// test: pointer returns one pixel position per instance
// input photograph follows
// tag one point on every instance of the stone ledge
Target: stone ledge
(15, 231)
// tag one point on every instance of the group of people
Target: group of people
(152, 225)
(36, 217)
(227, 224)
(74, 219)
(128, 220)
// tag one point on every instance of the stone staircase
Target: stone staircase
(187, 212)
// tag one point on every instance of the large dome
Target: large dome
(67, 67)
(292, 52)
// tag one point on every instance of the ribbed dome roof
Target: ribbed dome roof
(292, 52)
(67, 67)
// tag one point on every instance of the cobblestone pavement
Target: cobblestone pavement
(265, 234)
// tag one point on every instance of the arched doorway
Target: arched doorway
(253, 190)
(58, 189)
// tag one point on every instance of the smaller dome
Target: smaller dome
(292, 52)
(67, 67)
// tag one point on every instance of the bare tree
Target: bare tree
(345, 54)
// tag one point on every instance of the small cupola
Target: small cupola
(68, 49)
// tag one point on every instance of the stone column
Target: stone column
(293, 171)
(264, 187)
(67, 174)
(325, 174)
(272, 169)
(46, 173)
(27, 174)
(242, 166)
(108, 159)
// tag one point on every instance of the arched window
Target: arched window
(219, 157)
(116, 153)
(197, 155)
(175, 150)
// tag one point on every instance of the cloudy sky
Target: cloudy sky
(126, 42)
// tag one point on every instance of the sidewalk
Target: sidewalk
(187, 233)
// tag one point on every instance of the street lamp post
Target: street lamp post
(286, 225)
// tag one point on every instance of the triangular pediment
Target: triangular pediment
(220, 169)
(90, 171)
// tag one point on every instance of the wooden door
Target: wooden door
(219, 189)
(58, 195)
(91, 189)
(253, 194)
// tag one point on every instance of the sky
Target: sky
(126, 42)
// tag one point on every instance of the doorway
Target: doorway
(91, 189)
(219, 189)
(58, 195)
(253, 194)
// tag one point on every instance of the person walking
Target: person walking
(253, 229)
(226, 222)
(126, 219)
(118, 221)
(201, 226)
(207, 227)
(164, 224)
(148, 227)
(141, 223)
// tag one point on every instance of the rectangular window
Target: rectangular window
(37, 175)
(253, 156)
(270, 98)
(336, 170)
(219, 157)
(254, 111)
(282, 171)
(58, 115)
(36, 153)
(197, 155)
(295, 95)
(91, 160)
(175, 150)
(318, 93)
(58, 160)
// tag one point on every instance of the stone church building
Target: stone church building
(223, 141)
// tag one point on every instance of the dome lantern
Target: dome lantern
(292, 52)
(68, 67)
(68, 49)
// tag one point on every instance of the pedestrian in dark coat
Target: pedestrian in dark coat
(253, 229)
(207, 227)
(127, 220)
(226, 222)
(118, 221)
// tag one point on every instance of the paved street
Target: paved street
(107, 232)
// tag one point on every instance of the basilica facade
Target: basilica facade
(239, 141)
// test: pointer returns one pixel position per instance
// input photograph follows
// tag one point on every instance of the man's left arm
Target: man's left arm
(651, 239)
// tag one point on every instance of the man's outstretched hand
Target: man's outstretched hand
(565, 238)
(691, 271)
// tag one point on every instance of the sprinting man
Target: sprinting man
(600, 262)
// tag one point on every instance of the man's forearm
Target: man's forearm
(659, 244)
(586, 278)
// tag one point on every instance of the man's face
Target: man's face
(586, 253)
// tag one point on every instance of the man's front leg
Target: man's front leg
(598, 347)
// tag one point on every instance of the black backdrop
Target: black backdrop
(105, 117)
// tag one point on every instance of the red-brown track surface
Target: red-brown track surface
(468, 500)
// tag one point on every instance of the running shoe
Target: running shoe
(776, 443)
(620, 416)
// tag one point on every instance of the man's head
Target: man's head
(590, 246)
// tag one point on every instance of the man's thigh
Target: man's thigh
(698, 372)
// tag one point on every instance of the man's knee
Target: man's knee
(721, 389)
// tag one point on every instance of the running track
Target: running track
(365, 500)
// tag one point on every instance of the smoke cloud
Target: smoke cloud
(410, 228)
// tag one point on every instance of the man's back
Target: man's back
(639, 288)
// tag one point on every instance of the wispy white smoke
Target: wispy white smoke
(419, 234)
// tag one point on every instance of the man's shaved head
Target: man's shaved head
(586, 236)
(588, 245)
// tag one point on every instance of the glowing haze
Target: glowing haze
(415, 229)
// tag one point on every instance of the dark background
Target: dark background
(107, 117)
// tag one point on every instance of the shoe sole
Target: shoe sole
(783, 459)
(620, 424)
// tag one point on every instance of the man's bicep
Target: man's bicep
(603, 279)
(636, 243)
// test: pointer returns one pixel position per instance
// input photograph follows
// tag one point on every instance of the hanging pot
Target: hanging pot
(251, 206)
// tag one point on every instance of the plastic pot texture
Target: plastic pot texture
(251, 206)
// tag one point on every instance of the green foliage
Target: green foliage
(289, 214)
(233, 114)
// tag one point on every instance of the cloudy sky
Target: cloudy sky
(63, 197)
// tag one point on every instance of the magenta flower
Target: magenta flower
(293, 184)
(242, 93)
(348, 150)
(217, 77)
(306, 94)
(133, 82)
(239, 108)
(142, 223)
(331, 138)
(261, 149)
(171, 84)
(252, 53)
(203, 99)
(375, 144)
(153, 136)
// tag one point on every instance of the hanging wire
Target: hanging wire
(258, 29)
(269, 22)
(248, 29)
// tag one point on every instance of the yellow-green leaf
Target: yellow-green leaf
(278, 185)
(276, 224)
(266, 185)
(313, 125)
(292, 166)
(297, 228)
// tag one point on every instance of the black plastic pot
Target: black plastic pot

- - - - - - -

(WHAT YOU SHOULD DO): Reproduce every line of the material exactly.

(SOLUTION TO THIS PROBLEM):
// test: pointer returns one pixel position per instance
// input photograph follows
// tag one point on every instance of the stone ledge
Target: stone ledge
(15, 231)
// tag one point on every instance of the group of people
Target: group of people
(152, 225)
(36, 217)
(227, 224)
(74, 219)
(128, 220)
// tag one point on every instance of the stone staircase
Target: stone staircase
(187, 212)
// tag one point on every instance of the large dome
Target: large dome
(67, 67)
(292, 52)
// tag one point on every instance of the ribbed dome roof
Target: ribbed dome roof
(292, 52)
(67, 67)
// tag one point on every instance of the cobblestone pavement
Target: cobblestone pavement
(265, 234)
// tag one point on every instance of the arched doorway
Target: arched doorway
(253, 190)
(58, 189)
// tag one point on every instance of the smaller dome
Target: smaller dome
(292, 52)
(67, 67)
// tag one point on every instance of the bare tree
Target: bare tree
(345, 54)
// tag one point on every instance of the small cupola
Target: small cupola
(68, 49)
// tag one point on every instance of the stone column
Target: stone column
(293, 171)
(264, 187)
(67, 174)
(325, 174)
(272, 169)
(46, 173)
(27, 174)
(242, 166)
(108, 159)
// tag one point on every instance of the arched window
Target: arched window
(219, 157)
(116, 153)
(197, 155)
(175, 150)
// tag one point on every instance of the cloudy sky
Target: cloudy sky
(126, 42)
// tag one point on every instance of the sidewalk
Target: sidewalk
(187, 233)
// tag one point on every instance of the street lamp post
Target: street lamp post
(286, 225)
// tag one point on every instance of the triangular pediment
Target: triangular pediment
(220, 169)
(90, 171)
// tag one point on every instance of the wooden door
Target: wooden door
(219, 189)
(58, 195)
(91, 189)
(253, 194)
// tag one point on every instance of the sky
Target: sky
(126, 42)
// tag one point on every instance of the doorway
Target: doorway
(91, 189)
(219, 189)
(58, 195)
(253, 194)
// tag one point on every instance of the person walking
Target: person walking
(253, 229)
(226, 222)
(126, 219)
(118, 221)
(201, 226)
(207, 227)
(164, 224)
(148, 227)
(141, 223)
// tag one point on every instance of the rectangular window
Target: rectangular window
(37, 175)
(253, 156)
(270, 98)
(336, 170)
(219, 157)
(254, 111)
(282, 171)
(58, 115)
(36, 153)
(197, 155)
(295, 95)
(91, 160)
(175, 150)
(318, 93)
(58, 160)
// tag one point on every instance of the stone church building
Target: stone church building
(223, 141)
// tag one point on every instance of the dome lantern
Target: dome lantern
(292, 52)
(68, 67)
(68, 49)
// tag one point on every instance of the pedestrian in dark coat
Target: pedestrian in dark coat
(253, 229)
(207, 227)
(127, 220)
(226, 222)
(118, 221)
// tag one point on every instance of the paved street
Target: paved street
(107, 232)
// tag one point on every instance of the basilica facade
Target: basilica facade
(239, 141)
// test: pointer returns one pixel position per instance
// input photograph follows
// tag one point on every instance of the man's left arm
Target: man's left arm
(651, 239)
// tag one point on every instance of the man's outstretched hand
Target: man's outstretched hand
(565, 238)
(691, 271)
// tag one point on every instance of the sprinting man
Target: sprinting man
(600, 262)
// tag one point on every instance of the man's forearm
Target: man's forearm
(659, 244)
(586, 278)
// tag one point on every instance of the man's face
Target: man's face
(586, 253)
// tag one point on every instance of the man's front leg
Target: man's front leg
(598, 347)
// tag one point on every instance of the black backdrop
Target: black backdrop
(105, 117)
// tag one point on every instance of the red-brown track surface
Target: red-brown track surface
(468, 500)
// tag one point on every instance of the running shoe
Target: running shoe
(776, 443)
(620, 416)
// tag one point on every instance of the man's head
Target: man's head
(590, 246)
// tag one point on every instance of the man's thigh
Target: man's thigh
(698, 372)
// tag one point on every instance of the man's knee
Target: man's knee
(721, 389)
// tag one point on every instance of the running track
Target: running track
(365, 500)
// tag one point on every instance of the smoke cloud
Target: smoke cloud
(410, 228)
// tag one point on every instance of the man's back
Target: man's back
(639, 288)
// tag one point on every instance of the wispy white smoke
Target: wispy white smoke
(419, 234)
// tag one point on every instance of the man's shaved head
Target: man's shaved head
(586, 236)
(588, 245)
// tag one point on every instance of the glowing haze
Target: glowing haze
(415, 229)
// tag one point on every instance of the dark background
Target: dark background
(107, 117)
// tag one point on every instance of the shoe sole
Target: shoe sole
(783, 459)
(620, 424)
// tag one point on every instance of the man's bicep
Target: man's bicep
(603, 279)
(636, 243)
// test: pointer returns one pixel position per instance
// input photograph follows
// tag one point on every instance of the hanging pot
Target: hanging pot
(251, 206)
// tag one point on every instance of the plastic pot texture
Target: plastic pot texture
(251, 206)
// tag one point on every instance of the green foliage
Target: green foliage
(289, 214)
(233, 114)
// tag one point on every instance of the cloudy sky
Target: cloudy sky
(63, 197)
// tag one point on every instance of the magenta flower
Target: magenta flower
(293, 184)
(242, 93)
(348, 150)
(217, 77)
(306, 94)
(133, 82)
(239, 108)
(142, 223)
(331, 138)
(261, 149)
(171, 84)
(252, 53)
(203, 99)
(375, 144)
(153, 136)
// tag one point on every instance of the hanging wire
Target: hanging wire
(258, 29)
(269, 22)
(248, 29)
// tag one point on every instance of the yellow-green leaf
Target: yellow-green leaf
(278, 185)
(276, 224)
(266, 185)
(313, 125)
(292, 166)
(297, 228)
// tag one point on every instance of the black plastic pot
Target: black plastic pot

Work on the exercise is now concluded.